((

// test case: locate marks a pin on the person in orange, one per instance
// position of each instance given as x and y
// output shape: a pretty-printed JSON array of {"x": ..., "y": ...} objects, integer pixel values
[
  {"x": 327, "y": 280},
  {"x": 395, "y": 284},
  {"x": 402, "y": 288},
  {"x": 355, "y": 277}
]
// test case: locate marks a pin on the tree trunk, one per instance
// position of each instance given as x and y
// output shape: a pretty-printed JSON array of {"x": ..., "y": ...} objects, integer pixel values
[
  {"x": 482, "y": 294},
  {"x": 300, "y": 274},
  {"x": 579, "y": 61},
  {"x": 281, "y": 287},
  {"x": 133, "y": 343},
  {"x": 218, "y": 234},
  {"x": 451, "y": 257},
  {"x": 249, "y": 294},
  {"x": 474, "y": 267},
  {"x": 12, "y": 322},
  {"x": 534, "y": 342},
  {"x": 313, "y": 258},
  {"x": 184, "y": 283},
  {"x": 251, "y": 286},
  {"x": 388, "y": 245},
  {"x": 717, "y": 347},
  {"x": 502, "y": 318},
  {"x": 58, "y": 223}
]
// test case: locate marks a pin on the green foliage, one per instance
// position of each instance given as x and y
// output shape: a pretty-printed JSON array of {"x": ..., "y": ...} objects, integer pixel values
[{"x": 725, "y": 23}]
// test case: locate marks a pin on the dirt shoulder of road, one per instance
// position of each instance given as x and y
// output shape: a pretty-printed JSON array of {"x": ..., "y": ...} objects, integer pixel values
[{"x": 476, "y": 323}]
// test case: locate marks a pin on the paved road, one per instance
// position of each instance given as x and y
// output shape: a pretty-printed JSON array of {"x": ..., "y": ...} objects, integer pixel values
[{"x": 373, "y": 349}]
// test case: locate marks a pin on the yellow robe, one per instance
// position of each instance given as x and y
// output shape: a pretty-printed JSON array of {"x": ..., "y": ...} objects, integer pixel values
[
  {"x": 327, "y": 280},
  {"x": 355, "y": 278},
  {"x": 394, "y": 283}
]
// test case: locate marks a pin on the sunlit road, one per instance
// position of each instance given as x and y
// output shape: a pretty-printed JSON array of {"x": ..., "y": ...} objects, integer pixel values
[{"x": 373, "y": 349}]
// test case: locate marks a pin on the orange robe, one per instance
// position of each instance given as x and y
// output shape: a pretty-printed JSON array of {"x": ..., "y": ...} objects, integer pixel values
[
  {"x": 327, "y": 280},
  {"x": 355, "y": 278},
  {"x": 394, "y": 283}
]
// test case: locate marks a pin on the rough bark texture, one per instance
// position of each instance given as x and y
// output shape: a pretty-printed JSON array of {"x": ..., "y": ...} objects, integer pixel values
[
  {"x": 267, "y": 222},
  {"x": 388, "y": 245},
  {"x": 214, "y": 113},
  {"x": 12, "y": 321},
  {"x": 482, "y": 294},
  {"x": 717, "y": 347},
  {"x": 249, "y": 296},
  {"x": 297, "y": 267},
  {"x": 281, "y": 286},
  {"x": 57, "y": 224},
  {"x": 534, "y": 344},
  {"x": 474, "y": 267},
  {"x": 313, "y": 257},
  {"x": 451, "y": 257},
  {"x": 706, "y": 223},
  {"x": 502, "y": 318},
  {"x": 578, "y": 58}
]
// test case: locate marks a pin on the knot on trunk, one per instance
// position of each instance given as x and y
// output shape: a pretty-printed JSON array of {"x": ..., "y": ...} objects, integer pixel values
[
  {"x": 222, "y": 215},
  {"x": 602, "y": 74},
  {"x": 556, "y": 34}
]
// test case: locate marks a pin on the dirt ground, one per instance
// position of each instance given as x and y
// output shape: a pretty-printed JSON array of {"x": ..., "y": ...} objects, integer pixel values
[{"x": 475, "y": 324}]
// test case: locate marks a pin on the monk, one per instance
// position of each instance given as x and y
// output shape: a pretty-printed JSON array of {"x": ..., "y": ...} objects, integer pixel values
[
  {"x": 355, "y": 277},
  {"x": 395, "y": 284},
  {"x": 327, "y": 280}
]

))

- _What the task requires_:
Please reproduce every one of the records above word for word, line by line, with nothing changed.

- _Output for this task_:
// test case: locate marks a pin on the person in orange, one per instance
// position of each instance given as x and y
// output shape: a pretty-printed JSON array of {"x": ..., "y": ...} objects, integer pixel values
[
  {"x": 327, "y": 280},
  {"x": 395, "y": 284},
  {"x": 402, "y": 288},
  {"x": 355, "y": 277}
]
// test case: locate marks a pin on the tree trunk, one per instance
// position of each instance given as x and y
// output shape: a pretty-printed JSON array of {"x": ..., "y": ...} objects, integer pixel values
[
  {"x": 482, "y": 294},
  {"x": 300, "y": 274},
  {"x": 579, "y": 61},
  {"x": 281, "y": 287},
  {"x": 133, "y": 343},
  {"x": 218, "y": 234},
  {"x": 451, "y": 257},
  {"x": 249, "y": 294},
  {"x": 474, "y": 267},
  {"x": 12, "y": 322},
  {"x": 534, "y": 342},
  {"x": 313, "y": 258},
  {"x": 184, "y": 283},
  {"x": 251, "y": 286},
  {"x": 388, "y": 245},
  {"x": 717, "y": 347},
  {"x": 502, "y": 318},
  {"x": 58, "y": 223}
]
// test case: locate marks a pin on the green foliage, one per instance
// position of each instance given as x and y
// output shape: a pretty-printed JSON array of {"x": ..., "y": ...} objects, integer pixel values
[{"x": 725, "y": 23}]
// test case: locate marks a pin on the dirt shoulder of road, one per instance
// position of each instance given as x and y
// output shape: a pretty-printed JSON array of {"x": ..., "y": ...} objects, integer pixel values
[{"x": 476, "y": 323}]
// test case: locate marks a pin on the paved road, one per instance
// position of each instance given as x and y
// output shape: a pretty-printed JSON array of {"x": ..., "y": ...} objects, integer pixel values
[{"x": 373, "y": 349}]
// test case: locate marks a pin on the yellow robe, one per instance
// position of each instance given as x and y
// output shape: a pretty-printed JSON array of {"x": ..., "y": ...} objects, integer pixel values
[
  {"x": 327, "y": 280},
  {"x": 355, "y": 278},
  {"x": 394, "y": 283}
]
// test case: locate marks a pin on the sunlit road, one per instance
// position of each instance given as x and y
// output shape: a pretty-printed JSON array of {"x": ..., "y": ...} objects, integer pixel values
[{"x": 373, "y": 349}]
// test case: locate marks a pin on the orange robe, one per instance
// position of each instance given as x and y
// output shape: a pretty-printed JSON array of {"x": ..., "y": ...} objects, integer pixel values
[
  {"x": 327, "y": 280},
  {"x": 355, "y": 278},
  {"x": 394, "y": 283}
]
// test case: locate marks a pin on the rough bark texture, one per instance
// position of each instance given as x and y
// output shape: a pretty-printed JSON array of {"x": ..., "y": ...} objects, integer pixel values
[
  {"x": 267, "y": 222},
  {"x": 388, "y": 245},
  {"x": 214, "y": 113},
  {"x": 12, "y": 321},
  {"x": 482, "y": 294},
  {"x": 717, "y": 347},
  {"x": 249, "y": 296},
  {"x": 297, "y": 267},
  {"x": 281, "y": 286},
  {"x": 57, "y": 224},
  {"x": 534, "y": 344},
  {"x": 474, "y": 267},
  {"x": 313, "y": 257},
  {"x": 451, "y": 257},
  {"x": 706, "y": 223},
  {"x": 502, "y": 318},
  {"x": 578, "y": 58}
]
// test case: locate marks a pin on the knot on trunk, one per instance
// position of each instance given as x and y
// output shape: a pretty-printed JSON array of {"x": ..., "y": ...} objects, integer pixel values
[
  {"x": 222, "y": 215},
  {"x": 602, "y": 74},
  {"x": 556, "y": 34}
]
// test case: locate marks a pin on the dirt ground, one per instance
// position of each instance given as x and y
// output shape: a pretty-printed JSON array of {"x": ..., "y": ...} objects, integer pixel values
[{"x": 475, "y": 324}]
// test case: locate marks a pin on the monk, one per instance
// position of each instance given as x and y
// output shape: a pretty-printed JSON array of {"x": ..., "y": ...} objects, integer pixel values
[
  {"x": 355, "y": 277},
  {"x": 395, "y": 284},
  {"x": 327, "y": 280}
]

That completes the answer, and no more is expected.